* [Texto de partida]
╭──

Recentemente, Obama alertava para que a nova ordem mundial podia vir a caracterizar-se pelo caos.
O número de pobres aumenta a cada ano, mas o volume acumulado de toda a riqueza mundial é controlado por um cada vez mais reduzido número de pessoas e entidades.
O sistema bancário colapsou, após décadas de corrupção, ganância e desregulação premeditada e consciente dos mercados, arrastando os povos e as nações para uma trágica crise económica e social sem fim à vista.
O fluxo de refugiados é o maior desde a ii Guerra Mundial. Guerra que é o quotidiano de mais de 40 países. Cinco milhões de crianças morrem todos os anos ceifadas pela fome, pela doença e por conflitos armados.
As máfias são os grandes grupos económicos, e o terrorismo, consequência de um capitalismo suicida, sem soluções e em final de ciclo, sequestrou Estados e povos sob o horror medieval.
Liberdades, direitos e avanços civilizacionais são, em nome da segurança, reduzidos ou mesmo eliminados. O efémero, o elogio da iliteracia e a sociedade-espetáculo são a nova cultura.
O próprio princípio um homem, um voto está pervertido. Hillary obteve mais um milhão e meio de votos que Trump.
Trump é o sintoma e o resultado do vazio e da desesperança. Ele é o representante deste tempo, é o filho do caos.
Ele vence sob a consigna de ser um homem contra o establishment, vence contra o seu partido, sem os meios de comunicação tradicionais, sem empresários, sem o mundo da cultura, do espetáculo ou dos desportistas, ou seja, sem os que normalmente representam o sistema.
Contou com o apoio das emissoras de televisão e de organizações como a Associação Nacional de Rifles ou o Ku Klux Klan. Porém, não foram estes movimentos que mobilizaram dezenas de milhões de norte-americanos.

╰──

* [Atividade] Retome o texto sobre Trump e o caos da nova ordem mundial, continuando-o a partir da sua última frase.

* [Dados a examinar]
╭──

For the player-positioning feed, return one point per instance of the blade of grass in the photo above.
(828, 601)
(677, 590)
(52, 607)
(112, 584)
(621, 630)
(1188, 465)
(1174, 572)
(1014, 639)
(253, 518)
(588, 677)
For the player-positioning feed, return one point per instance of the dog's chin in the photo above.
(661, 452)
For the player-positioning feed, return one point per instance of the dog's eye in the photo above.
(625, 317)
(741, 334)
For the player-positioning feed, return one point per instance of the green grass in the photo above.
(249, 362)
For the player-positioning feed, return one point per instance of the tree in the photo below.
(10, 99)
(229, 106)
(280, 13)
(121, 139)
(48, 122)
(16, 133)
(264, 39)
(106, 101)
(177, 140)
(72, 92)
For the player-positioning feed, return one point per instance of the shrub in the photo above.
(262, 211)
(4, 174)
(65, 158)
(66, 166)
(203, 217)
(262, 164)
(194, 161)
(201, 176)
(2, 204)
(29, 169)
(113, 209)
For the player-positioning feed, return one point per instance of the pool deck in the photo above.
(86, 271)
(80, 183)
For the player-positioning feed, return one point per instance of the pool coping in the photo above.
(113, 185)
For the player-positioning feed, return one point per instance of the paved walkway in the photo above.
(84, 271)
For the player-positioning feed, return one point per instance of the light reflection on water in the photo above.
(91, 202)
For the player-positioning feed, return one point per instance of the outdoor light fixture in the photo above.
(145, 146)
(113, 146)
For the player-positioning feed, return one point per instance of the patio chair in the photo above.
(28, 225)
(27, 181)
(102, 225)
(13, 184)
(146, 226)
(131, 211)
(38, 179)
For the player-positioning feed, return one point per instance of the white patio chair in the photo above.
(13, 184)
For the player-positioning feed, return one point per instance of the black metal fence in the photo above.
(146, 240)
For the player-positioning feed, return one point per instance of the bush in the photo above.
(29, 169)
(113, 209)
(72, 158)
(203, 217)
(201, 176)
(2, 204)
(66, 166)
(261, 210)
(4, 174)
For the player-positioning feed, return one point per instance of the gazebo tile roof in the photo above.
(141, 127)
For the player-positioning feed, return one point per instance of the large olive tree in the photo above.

╰──

* [Resposta ao problema]
Existe algo muito mais profundo nas tendências sociais que escapa a análises. As previsões que se fazem dos acontecimentos políticos necessitam de novos parâmetros que ainda não sabemos aferir.
Porque é que ninguém previu este resultado? Onde esteve o erro? O que acontece para que as opções populistas antissistema vençam as protegidas pelo chamado poder de turno?
Quando o sistema está descredibilizado, os meios de comunicação que o sustentaram estão igualmente descredibilizados.
Na vitória de Trump, no Brexit, nos avanços eleitorais dos extremismos e dos populismos na Europa, a intenção do eleitor é outra. A desilusão democrática fê-lo olhar o voto noutra perspetiva.
Não vota necessariamente no que vai ser melhor para o seu país, vota no verdugo, no que vai castigar os tradicionais representantes do sistema, no que promete purificar as relações e comportamentos políticos.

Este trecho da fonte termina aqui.